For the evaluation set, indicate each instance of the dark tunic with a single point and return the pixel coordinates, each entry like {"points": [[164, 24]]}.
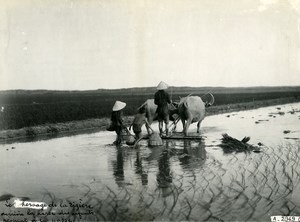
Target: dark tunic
{"points": [[162, 99], [117, 121]]}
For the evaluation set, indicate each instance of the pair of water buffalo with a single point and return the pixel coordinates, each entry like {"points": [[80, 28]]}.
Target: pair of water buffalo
{"points": [[189, 109]]}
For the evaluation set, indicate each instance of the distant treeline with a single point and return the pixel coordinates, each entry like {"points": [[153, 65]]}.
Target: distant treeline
{"points": [[30, 108]]}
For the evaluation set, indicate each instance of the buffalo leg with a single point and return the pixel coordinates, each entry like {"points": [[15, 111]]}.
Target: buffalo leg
{"points": [[198, 126], [187, 125], [183, 125], [160, 126]]}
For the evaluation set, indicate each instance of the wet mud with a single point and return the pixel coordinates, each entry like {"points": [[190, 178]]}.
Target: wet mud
{"points": [[86, 178]]}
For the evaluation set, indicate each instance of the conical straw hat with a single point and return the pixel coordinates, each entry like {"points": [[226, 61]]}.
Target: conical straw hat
{"points": [[118, 106], [162, 85]]}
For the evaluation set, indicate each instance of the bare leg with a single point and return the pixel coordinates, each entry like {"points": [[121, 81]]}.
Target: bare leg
{"points": [[167, 125]]}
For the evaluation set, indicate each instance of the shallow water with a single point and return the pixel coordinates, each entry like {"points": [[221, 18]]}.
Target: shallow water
{"points": [[182, 180]]}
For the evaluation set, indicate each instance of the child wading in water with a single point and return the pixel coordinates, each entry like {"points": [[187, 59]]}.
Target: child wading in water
{"points": [[139, 120], [117, 124]]}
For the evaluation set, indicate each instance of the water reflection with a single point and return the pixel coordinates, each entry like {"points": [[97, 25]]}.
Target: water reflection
{"points": [[139, 168], [118, 167], [193, 155]]}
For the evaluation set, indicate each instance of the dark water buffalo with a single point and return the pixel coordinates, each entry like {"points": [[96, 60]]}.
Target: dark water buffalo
{"points": [[151, 111], [191, 109]]}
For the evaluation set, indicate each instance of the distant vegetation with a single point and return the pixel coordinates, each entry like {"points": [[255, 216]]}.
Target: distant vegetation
{"points": [[31, 108]]}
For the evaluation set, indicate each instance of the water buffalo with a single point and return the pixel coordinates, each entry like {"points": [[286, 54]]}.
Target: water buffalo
{"points": [[191, 109], [151, 111]]}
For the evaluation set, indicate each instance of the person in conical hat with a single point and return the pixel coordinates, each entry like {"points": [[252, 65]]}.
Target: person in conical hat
{"points": [[162, 99], [117, 121], [119, 106], [162, 86]]}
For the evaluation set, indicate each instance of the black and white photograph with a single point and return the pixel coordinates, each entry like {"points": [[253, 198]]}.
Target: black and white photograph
{"points": [[149, 110]]}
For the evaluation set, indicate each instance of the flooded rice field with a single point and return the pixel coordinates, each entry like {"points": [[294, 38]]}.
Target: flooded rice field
{"points": [[84, 177]]}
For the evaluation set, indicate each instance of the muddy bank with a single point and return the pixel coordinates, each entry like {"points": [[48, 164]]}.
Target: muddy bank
{"points": [[101, 124]]}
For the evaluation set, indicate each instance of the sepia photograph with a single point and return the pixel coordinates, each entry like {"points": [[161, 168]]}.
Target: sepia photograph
{"points": [[149, 110]]}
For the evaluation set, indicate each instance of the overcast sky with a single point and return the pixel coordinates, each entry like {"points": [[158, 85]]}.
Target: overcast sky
{"points": [[92, 44]]}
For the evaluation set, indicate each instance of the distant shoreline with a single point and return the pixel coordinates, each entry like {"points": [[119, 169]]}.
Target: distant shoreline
{"points": [[78, 127]]}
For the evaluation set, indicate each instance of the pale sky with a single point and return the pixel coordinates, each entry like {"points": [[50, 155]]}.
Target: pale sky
{"points": [[92, 44]]}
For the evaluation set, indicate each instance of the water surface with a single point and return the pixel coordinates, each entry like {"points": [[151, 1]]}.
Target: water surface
{"points": [[181, 180]]}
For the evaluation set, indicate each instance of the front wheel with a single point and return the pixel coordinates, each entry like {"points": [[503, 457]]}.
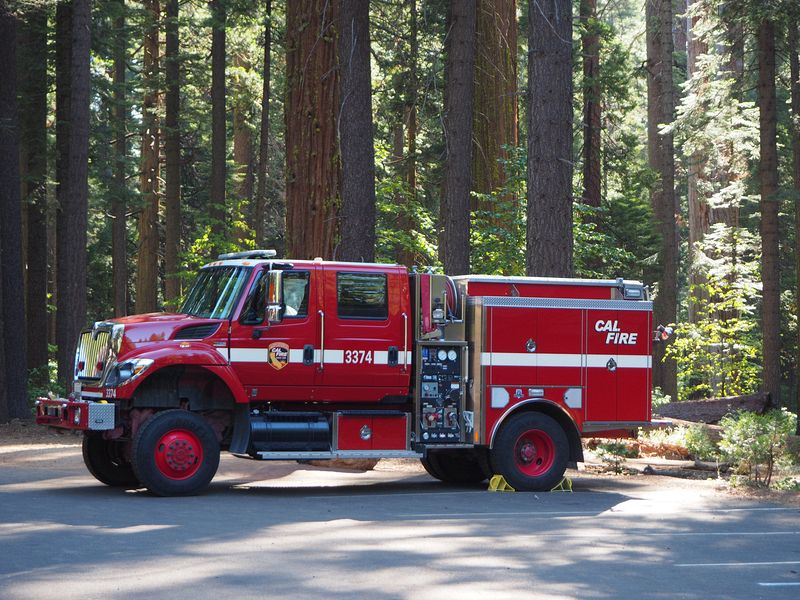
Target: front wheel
{"points": [[175, 453], [107, 461], [531, 451]]}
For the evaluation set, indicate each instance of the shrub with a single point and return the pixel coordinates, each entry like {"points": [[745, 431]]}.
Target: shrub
{"points": [[757, 443], [699, 443]]}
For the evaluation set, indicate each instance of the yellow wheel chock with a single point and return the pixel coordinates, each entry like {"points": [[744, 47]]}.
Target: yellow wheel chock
{"points": [[564, 486], [498, 483]]}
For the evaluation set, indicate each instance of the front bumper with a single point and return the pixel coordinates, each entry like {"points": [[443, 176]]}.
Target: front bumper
{"points": [[81, 415]]}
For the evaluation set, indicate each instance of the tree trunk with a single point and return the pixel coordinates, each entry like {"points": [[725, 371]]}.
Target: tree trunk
{"points": [[495, 116], [259, 210], [459, 74], [242, 142], [72, 219], [794, 69], [407, 163], [172, 159], [660, 110], [216, 209], [33, 146], [699, 210], [119, 196], [14, 403], [770, 204], [411, 101], [63, 43], [549, 246], [147, 264], [592, 115], [312, 170], [356, 143]]}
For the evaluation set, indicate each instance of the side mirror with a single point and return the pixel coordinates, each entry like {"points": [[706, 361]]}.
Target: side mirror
{"points": [[662, 334], [274, 296]]}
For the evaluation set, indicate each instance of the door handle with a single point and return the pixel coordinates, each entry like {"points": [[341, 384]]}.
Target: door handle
{"points": [[321, 339], [308, 354]]}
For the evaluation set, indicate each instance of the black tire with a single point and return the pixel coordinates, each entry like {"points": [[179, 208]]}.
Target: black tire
{"points": [[531, 451], [458, 467], [175, 453], [107, 462]]}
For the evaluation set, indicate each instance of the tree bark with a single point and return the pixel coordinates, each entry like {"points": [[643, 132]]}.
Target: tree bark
{"points": [[72, 219], [313, 173], [33, 147], [661, 155], [550, 242], [794, 71], [407, 120], [770, 204], [172, 159], [460, 71], [14, 402], [147, 264], [590, 43], [495, 115], [699, 210], [216, 209], [242, 140], [119, 196], [259, 210], [63, 59], [356, 142]]}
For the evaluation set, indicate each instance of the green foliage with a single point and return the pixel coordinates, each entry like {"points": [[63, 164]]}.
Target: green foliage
{"points": [[497, 235], [659, 398], [698, 442], [395, 206], [758, 443], [718, 355]]}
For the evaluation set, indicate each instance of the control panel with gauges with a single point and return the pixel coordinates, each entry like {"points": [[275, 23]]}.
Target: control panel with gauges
{"points": [[441, 379]]}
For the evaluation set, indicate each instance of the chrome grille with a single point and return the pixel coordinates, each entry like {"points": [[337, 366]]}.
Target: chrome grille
{"points": [[93, 353]]}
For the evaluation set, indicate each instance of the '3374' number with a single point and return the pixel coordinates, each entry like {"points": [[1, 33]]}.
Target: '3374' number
{"points": [[357, 357]]}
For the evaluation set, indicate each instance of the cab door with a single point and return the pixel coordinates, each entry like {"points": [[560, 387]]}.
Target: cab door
{"points": [[277, 361], [365, 327]]}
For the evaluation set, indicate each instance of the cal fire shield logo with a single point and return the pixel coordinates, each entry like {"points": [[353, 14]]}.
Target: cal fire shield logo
{"points": [[278, 355]]}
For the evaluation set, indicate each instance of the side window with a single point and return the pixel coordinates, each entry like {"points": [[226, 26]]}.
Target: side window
{"points": [[254, 309], [361, 296], [295, 293]]}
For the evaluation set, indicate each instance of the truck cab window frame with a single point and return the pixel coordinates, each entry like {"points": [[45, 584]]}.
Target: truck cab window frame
{"points": [[362, 296]]}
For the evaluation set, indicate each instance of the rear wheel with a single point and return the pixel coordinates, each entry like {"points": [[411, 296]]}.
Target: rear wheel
{"points": [[107, 462], [460, 467], [175, 453], [531, 451]]}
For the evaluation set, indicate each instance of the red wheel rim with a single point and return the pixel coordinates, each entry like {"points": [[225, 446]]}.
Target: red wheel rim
{"points": [[178, 454], [534, 452]]}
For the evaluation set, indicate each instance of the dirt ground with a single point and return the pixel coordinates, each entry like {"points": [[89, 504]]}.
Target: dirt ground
{"points": [[19, 435]]}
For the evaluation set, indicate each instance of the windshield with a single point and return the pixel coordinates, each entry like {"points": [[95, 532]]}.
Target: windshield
{"points": [[215, 292]]}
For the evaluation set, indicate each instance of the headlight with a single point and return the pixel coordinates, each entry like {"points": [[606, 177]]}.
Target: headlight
{"points": [[127, 371], [117, 331]]}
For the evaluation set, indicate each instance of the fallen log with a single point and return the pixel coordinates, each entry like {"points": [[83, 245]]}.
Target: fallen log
{"points": [[712, 410]]}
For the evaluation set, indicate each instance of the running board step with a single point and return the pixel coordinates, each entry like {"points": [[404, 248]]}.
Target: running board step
{"points": [[270, 455]]}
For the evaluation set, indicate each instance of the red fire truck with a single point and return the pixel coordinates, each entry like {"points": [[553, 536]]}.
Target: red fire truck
{"points": [[289, 360]]}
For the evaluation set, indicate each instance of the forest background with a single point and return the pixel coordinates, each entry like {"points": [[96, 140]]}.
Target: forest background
{"points": [[647, 139]]}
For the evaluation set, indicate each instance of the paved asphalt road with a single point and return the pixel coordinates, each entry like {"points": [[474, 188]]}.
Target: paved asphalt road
{"points": [[288, 531]]}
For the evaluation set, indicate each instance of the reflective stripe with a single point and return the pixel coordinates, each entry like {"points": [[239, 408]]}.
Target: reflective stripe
{"points": [[332, 356], [526, 359]]}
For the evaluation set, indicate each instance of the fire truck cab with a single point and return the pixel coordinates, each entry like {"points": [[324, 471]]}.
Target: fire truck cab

**EXERCISE:**
From the line holding "For the evaluation set, indicate each instance of the forest" through the last line above, reproduce each line exactly and add nothing.

**WRITTEN ANSWER:**
For the evaluation set, indicate each instance of the forest background with a single point and return the pixel coordinates, each entry like {"points": [[96, 140]]}.
Target: forest background
{"points": [[647, 139]]}
For the evaluation set, indicate each instance of the paved asphalt road with a single point and return the pixel coordinates, each entry like {"points": [[474, 188]]}.
Target: paved asphalt road
{"points": [[288, 531]]}
For the evaluation set, indicate each instance of the reflective stripe with a single point and return the pixel coordinates, each entry like {"points": [[239, 408]]}.
Target: reflective stripe
{"points": [[332, 356], [526, 359]]}
For the evaluation set, indicate each instance of the fire truck cab with a single point and return the pixel coordinates, each entry like {"points": [[324, 471]]}.
Target: fire truck cab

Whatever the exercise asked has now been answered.